- [What you have to do]:
Lines from the line with "indicate the stone" to the line with "indicate the rectangular" in the entries below, and only those, must be output exactly, with both ends included.

- [Data to examine]:
- - - -

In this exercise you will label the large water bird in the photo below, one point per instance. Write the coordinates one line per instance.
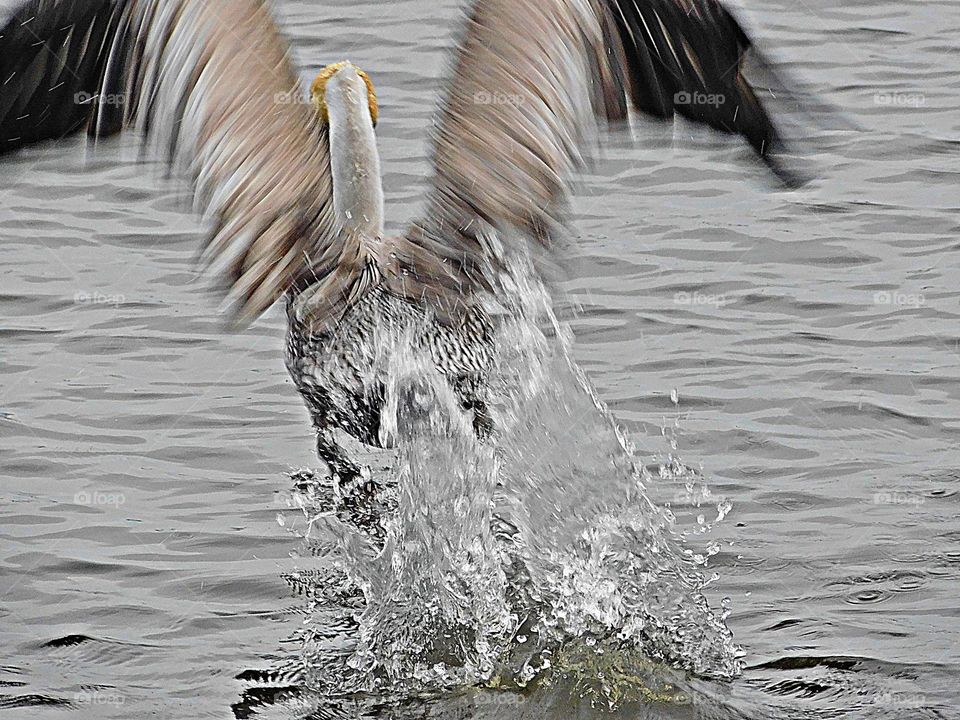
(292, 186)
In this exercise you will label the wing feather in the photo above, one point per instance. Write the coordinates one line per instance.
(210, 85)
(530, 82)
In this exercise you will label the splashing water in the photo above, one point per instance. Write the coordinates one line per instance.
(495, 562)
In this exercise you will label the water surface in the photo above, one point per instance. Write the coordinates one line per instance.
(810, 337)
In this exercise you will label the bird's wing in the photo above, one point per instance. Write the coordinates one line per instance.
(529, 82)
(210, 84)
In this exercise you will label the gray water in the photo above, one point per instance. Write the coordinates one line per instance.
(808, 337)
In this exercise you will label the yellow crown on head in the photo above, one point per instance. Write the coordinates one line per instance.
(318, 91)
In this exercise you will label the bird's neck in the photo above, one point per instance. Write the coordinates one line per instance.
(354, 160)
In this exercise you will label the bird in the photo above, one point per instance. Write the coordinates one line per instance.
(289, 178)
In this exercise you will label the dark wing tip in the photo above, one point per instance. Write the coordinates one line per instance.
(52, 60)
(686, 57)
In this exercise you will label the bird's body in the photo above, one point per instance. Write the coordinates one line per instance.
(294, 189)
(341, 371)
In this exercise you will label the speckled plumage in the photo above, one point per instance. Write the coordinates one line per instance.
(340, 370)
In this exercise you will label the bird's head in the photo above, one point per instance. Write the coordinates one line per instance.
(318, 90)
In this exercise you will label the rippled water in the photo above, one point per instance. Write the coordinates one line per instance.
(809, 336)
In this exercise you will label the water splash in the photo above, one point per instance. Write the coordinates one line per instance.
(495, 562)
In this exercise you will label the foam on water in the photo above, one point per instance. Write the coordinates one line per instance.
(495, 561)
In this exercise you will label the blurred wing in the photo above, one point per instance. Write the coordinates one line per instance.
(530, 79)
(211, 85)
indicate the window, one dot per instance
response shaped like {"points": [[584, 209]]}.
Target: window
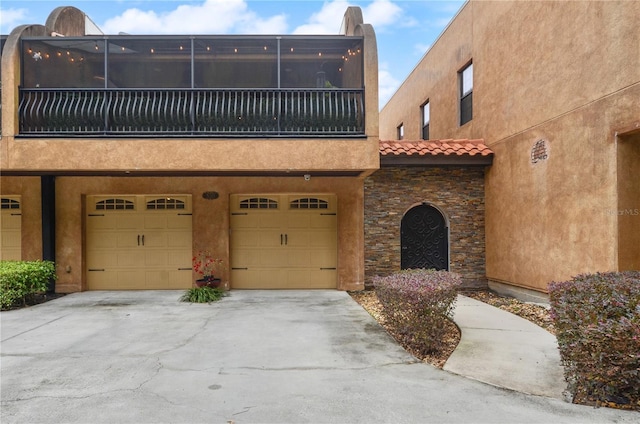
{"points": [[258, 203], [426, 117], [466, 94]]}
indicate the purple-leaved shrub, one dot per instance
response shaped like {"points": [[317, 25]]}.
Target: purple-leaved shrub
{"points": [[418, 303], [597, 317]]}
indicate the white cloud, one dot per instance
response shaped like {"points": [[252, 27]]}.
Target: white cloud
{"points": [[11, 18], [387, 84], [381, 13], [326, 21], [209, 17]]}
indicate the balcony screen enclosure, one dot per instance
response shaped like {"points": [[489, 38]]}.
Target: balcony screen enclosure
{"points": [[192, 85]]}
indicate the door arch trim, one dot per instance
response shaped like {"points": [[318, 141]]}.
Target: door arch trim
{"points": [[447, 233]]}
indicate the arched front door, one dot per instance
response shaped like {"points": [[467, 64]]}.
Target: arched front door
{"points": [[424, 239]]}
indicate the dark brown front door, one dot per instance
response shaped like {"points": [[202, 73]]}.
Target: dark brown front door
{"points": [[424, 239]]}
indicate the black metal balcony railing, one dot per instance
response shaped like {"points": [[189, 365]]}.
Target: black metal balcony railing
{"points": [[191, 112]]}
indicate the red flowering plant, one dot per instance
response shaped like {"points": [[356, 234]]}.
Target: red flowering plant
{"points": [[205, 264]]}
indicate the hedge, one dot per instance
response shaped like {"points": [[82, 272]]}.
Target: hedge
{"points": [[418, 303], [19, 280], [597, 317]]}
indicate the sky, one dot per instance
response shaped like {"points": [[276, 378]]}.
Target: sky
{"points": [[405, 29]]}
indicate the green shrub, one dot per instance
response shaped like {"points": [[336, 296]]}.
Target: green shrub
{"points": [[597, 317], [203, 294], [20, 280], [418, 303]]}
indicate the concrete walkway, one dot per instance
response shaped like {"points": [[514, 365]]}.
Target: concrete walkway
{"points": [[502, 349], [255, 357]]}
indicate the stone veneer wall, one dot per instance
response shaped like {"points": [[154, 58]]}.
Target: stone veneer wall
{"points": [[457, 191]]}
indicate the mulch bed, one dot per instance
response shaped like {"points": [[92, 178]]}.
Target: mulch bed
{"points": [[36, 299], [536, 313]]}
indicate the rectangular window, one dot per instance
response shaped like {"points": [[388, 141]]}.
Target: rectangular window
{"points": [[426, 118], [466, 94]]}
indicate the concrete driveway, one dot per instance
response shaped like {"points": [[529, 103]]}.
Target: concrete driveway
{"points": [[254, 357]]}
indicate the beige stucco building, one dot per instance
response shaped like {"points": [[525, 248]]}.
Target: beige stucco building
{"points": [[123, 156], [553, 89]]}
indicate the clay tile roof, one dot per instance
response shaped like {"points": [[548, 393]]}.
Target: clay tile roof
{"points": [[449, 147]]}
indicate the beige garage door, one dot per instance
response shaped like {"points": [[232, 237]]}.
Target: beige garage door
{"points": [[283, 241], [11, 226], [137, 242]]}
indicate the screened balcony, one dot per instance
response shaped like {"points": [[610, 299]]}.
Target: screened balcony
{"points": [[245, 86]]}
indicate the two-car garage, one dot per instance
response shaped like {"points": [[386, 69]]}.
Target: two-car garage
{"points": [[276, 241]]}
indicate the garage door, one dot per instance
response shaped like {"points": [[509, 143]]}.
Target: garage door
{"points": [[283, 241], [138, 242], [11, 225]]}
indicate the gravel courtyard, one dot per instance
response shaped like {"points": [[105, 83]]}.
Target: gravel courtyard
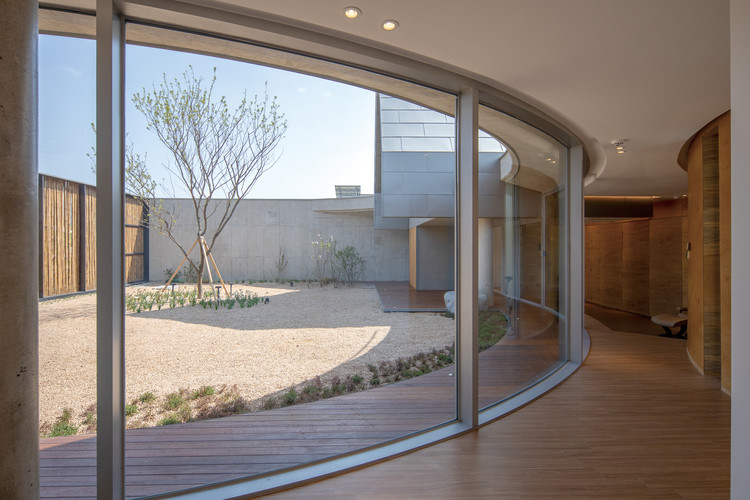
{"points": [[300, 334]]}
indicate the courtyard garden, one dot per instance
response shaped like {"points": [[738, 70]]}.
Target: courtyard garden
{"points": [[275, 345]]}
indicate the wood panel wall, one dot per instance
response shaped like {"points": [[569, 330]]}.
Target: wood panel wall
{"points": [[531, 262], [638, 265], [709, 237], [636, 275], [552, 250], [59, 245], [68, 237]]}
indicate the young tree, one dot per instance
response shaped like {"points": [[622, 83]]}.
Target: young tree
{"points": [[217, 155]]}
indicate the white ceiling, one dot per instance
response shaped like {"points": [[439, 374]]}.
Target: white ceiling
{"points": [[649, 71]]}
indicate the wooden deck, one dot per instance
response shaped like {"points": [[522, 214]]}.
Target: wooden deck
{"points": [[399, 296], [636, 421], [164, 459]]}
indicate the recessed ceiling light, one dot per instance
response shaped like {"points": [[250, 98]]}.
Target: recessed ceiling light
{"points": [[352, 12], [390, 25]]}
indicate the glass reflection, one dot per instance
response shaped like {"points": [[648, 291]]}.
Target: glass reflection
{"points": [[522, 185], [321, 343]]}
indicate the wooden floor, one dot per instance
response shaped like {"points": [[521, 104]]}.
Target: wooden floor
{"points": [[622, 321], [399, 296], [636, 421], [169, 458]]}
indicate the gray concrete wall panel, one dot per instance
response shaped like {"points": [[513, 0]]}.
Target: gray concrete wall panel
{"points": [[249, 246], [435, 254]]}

- - - -

- [Answer to this task]:
indicate the stone veneer wall, one dot per instance
response shaped like {"points": [[154, 58]]}.
Target: stone veneer wall
{"points": [[457, 191]]}
indicate the mulch bed, one dot per instance
response shaped like {"points": [[92, 178]]}.
Target: mulch bed
{"points": [[36, 299], [536, 313]]}
indicate the rectangular window, one dot per instance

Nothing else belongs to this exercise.